*Task statement*.
Reproduce all of the material below word for word, line by line, changing nothing.

*Records shown*.
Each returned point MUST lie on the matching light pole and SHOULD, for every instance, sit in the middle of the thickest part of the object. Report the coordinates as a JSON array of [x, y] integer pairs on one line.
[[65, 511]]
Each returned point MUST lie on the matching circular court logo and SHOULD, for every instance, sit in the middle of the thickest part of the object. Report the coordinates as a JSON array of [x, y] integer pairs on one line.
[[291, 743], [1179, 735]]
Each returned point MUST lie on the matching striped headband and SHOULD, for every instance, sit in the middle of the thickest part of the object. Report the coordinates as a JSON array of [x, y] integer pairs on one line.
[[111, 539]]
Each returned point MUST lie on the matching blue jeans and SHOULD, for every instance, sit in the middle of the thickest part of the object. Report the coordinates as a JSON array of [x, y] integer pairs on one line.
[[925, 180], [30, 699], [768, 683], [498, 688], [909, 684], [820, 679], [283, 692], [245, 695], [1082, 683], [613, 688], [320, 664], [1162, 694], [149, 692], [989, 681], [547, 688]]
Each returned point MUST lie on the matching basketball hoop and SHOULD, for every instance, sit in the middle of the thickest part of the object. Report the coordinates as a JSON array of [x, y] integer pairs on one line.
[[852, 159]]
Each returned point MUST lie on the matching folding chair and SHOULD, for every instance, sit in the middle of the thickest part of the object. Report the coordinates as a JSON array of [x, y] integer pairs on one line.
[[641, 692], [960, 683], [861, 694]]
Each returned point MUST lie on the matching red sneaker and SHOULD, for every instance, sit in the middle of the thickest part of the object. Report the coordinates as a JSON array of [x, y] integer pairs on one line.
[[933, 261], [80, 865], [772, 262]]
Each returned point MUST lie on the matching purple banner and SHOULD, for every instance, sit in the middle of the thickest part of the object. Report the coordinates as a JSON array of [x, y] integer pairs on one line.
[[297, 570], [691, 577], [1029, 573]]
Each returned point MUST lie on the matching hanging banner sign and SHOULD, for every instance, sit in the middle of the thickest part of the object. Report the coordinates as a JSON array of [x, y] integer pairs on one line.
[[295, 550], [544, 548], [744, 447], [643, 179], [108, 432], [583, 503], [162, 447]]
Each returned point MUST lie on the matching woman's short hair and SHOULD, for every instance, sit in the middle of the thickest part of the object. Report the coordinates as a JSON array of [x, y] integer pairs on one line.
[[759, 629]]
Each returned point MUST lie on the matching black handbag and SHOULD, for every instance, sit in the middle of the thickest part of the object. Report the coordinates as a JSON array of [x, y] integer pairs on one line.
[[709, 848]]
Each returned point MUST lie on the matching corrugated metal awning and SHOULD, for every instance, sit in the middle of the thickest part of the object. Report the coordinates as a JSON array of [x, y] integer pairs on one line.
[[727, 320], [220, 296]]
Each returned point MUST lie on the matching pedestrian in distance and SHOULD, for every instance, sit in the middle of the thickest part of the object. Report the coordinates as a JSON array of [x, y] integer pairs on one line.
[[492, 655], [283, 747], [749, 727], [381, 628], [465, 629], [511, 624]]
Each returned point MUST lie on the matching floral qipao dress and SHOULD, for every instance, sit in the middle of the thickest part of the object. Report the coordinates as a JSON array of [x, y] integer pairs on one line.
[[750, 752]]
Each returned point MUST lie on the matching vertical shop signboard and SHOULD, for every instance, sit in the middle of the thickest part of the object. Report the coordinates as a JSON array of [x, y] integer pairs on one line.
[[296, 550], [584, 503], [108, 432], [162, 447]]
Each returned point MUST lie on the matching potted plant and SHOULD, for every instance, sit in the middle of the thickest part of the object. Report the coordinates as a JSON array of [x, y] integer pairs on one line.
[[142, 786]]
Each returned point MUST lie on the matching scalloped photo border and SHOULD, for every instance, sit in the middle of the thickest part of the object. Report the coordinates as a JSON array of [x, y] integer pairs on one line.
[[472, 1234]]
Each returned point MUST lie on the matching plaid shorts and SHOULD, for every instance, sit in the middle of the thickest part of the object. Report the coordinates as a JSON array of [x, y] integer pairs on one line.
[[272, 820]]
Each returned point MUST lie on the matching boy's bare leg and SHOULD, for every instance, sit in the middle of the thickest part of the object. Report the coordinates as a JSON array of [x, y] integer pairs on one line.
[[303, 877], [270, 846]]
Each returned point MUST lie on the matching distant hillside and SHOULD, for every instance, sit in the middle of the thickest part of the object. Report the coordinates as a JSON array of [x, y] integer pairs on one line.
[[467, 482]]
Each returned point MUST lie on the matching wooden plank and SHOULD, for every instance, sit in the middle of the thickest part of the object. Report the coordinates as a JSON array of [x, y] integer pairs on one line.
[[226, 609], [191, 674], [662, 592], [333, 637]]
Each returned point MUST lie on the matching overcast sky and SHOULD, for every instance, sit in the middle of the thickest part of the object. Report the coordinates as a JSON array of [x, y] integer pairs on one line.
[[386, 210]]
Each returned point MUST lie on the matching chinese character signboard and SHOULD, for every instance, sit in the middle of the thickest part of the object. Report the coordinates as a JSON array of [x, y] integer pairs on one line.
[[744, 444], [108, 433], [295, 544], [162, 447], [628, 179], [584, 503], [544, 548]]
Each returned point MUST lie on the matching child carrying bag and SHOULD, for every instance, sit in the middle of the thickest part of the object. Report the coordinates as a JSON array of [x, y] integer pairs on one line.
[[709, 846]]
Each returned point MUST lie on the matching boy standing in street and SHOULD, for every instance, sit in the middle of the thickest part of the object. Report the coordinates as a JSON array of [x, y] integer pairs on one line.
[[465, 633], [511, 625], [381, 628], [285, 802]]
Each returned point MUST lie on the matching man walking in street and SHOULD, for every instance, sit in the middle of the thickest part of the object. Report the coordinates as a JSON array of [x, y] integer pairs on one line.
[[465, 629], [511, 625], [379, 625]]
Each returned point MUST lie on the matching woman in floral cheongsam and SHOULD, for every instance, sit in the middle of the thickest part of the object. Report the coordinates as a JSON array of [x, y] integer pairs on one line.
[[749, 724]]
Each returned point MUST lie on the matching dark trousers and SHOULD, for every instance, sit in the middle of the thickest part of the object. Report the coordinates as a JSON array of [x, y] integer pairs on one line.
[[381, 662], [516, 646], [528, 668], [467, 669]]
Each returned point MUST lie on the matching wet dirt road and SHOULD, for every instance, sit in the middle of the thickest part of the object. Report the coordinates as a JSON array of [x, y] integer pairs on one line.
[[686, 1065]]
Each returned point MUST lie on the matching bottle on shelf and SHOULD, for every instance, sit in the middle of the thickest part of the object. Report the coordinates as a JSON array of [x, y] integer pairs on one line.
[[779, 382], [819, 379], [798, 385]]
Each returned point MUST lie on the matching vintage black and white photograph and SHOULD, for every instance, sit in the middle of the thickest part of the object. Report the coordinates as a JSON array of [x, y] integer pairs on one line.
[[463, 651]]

*Written response*.
Each returned point MUST lie on the matching light pole and SHOULD, for every instance, sit in the middle of the thickest part of the object. Report the coordinates as a JSON array of [x, y] integer pairs on one line.
[[65, 511]]
Each returned point MUST lie on the matching circular court logo and SHOULD, for every instance, sit in the middle of the thickest part of the object. Report the coordinates as a JSON array of [x, y] integer pairs on one line.
[[291, 743], [1179, 735]]
Each returned point MUST lie on the matching striped headband and SHOULD, for every instance, sit in the middle of the thickest part of the object. Report the coordinates as a JSON array of [x, y] integer pairs on one line.
[[111, 539]]
Each returned point MUST lie on the matching blue jeans and SHOULD, for every instance, sit in the middle of the thickest part of the object. Report the coordinates as a JSON array of [x, y] integer pairs on one line.
[[925, 180], [30, 699], [768, 683], [498, 688], [909, 684], [820, 679], [283, 692], [245, 695], [1082, 683], [613, 688], [320, 664], [1162, 694], [149, 692], [989, 681], [547, 688]]
Each returned point MUST lie on the matching basketball hoop and SHOULD, for every instance, sit in the middle of the thickest part of the object. Report the coordinates as a JSON array of [x, y] integer pairs on one line.
[[852, 159]]
Each returned point MUST lie on the matching folding chair and SHOULD, for every instance, sit in the middle of the thickest part of the object. Report the coordinates as a JSON array of [x, y] integer pairs on one line.
[[641, 692], [960, 683], [861, 694]]
Each returned point MUST lie on the matching red sneaker and SHOULD, for every instance, sit in the middle of the thickest part of the object. Report the coordinates as a JSON array of [x, y] integer pairs on one line.
[[933, 261], [80, 865], [772, 262]]
Each returned point MUST lie on the matching purple banner and SHOULD, for every instance, sit in the middle of the thickest part of the object. Report the coordinates as a JSON array of [x, y] integer pairs on one line.
[[297, 570], [691, 577], [1029, 573]]
Each returned point MUST lie on the matching hanging banner sign and SHOULD, for every instance, sit in the middle of the thickest part of the object. Report the coordinates as a JSON array of [x, y] integer pairs on one line.
[[295, 550], [544, 548], [744, 447], [643, 179], [108, 432], [583, 503], [162, 447]]
Each returned point MUST lie on the matching woman's short hair and SHOULD, for every instance, sit in the middle of the thickest part of the object. Report the coordinates as a JSON array of [x, y] integer pairs on one line.
[[759, 629]]
Each returned point MUST lie on the matching black handbag and SHOULD, for every instance, sit in the middle of the thickest part of the object. Report the coordinates as a JSON array of [x, y] integer pairs on one line.
[[709, 848]]
Each returned point MUST lie on the matching corrugated metal awning and SHOULD, for every instance, sit in the middle of the thickest part of the object. Report the coordinates as a JSON array of [x, y] integer pairs on one line.
[[727, 320], [220, 296]]
Each returned point MUST lie on the matching pedestrian in distance and SHOULD, for every instance, sit in the middle of the thickest part of the object. Report the coordinates as a JSON array of [x, y] integer pairs on one line.
[[492, 655], [283, 747], [749, 727], [381, 628], [465, 629], [511, 624]]
Each returned point MUST lie on the matching floral qipao dress and SHOULD, for every instance, sit in the middle of the thickest part of the object. Report the coordinates as a JSON array of [x, y] integer pairs on one line.
[[750, 752]]
Each returned point MUST lie on the matching vertical shop signboard and SHOULD, for every instance, sit in the middle of the thickest part of the object. Report the coordinates as a JSON array of [x, y] integer pairs on one line.
[[296, 550], [584, 503], [108, 432], [162, 447]]
Each returned point MUST lie on the matching potted plant and SHOULD, for every instance, sit in the middle of the thickest part of the object. Report the coordinates as a JSON array of [x, y] integer pairs on one line.
[[142, 786]]
Each returned point MUST lie on the matching scalloped photo border and SHOULD, for every instance, sit in the middle of the thickest part of the object. Report the coordinates as a JSON array of [x, y] integer pairs on one line.
[[472, 1234]]
Each returned point MUST lie on the matching plaid shorts and SHOULD, for every instance, sit in the middle of the thickest part of the object. Report the coordinates as a JSON array of [x, y] integer pairs on one line.
[[272, 820]]
Each returned point MUST lie on the matching boy's bare leg and SHOULD, for every instance, sit in the middle of the thickest part of the object. Report the coordinates as a JSON array of [x, y] integer pairs on one line.
[[303, 877], [270, 846]]
Each returned point MUST lie on the matching distant hillside and SHOULD, for every instance, sit in the middle of the thickest part of the object. Report the coordinates as a JSON array of [x, y] integer pairs on one line.
[[467, 482]]
Each returned point MUST lie on the matching wooden plank and SHOULD, for every instance, sit in the middle of the thickest part of the object. Report the coordinates as a JSON array of [x, y] integer pairs on one line.
[[226, 609], [191, 674], [662, 592], [333, 637]]
Each returned point MUST lie on the matching overcast sky and SHOULD, for every instance, sit in the middle of the thickest part of the object. Report the coordinates as a JSON array of [x, y] integer pairs on one line.
[[386, 210]]
Each returned point MUST lie on the matching chinese character signboard and SHOULD, for every instance, sit in the middle of the thickest part of the object. Report the coordinates as a JSON array of [x, y] integer pairs on one line.
[[744, 444], [108, 433], [295, 544], [162, 447], [628, 179], [584, 503], [544, 548]]
Each returned point MUST lie on the matching child carrying bag and SHOULD, for every instance, sit in the middle of the thickest part of the object. Report the coordinates as a JSON array of [x, y] integer pairs on one line.
[[709, 846]]
Each returned point MUST lie on the matching boy standing in street and SHOULD, for every instance, sit in the middle of the thickest part of the object. Report the coordinates as a JSON array of [x, y] integer pairs on one line.
[[465, 633], [511, 625], [381, 628], [285, 802]]
Each returned point MUST lie on the matching man walking in street and SHOULD, for every instance, sit in the middle of the thickest part of the object. Report the coordinates as a JSON array of [x, y] integer pairs on one line.
[[465, 629], [511, 625], [379, 625]]
Each returned point MUST lie on the matching woman in floral cheongsam and SHOULD, for every instance, sit in the middle of the thickest part of the object. Report the coordinates as a JSON array of [x, y] integer pairs on one line.
[[749, 724]]
Each returned point MUST lie on the matching dark trousers and SHOULD, for every instance, sit in the middle of the thickest part of the object. Report the coordinates as a JSON array of [x, y] integer pairs on one line.
[[381, 662], [516, 646], [528, 668], [467, 669]]
Each returned point MUST lie on the matching wet dirt road and SHOULD, for every instance, sit in the middle of the thickest part of the object. Report the coordinates as a JSON array of [x, y] integer pairs on one line.
[[686, 1065]]
Each returned point MUST lie on the matching bottle on shelf and SHOULD, for every instance, sit in the middle of the thickest part of the object. Report the coordinates as a JSON array of [x, y] integer pairs on one line.
[[779, 382], [819, 379], [798, 385]]
Each returned point MUST lie on the matching vintage black and white photograph and SHOULD, for every instance, sit in the middle of the thickest part of the object. Report the coordinates as a JSON array of [x, y] integer pairs on one line.
[[463, 651]]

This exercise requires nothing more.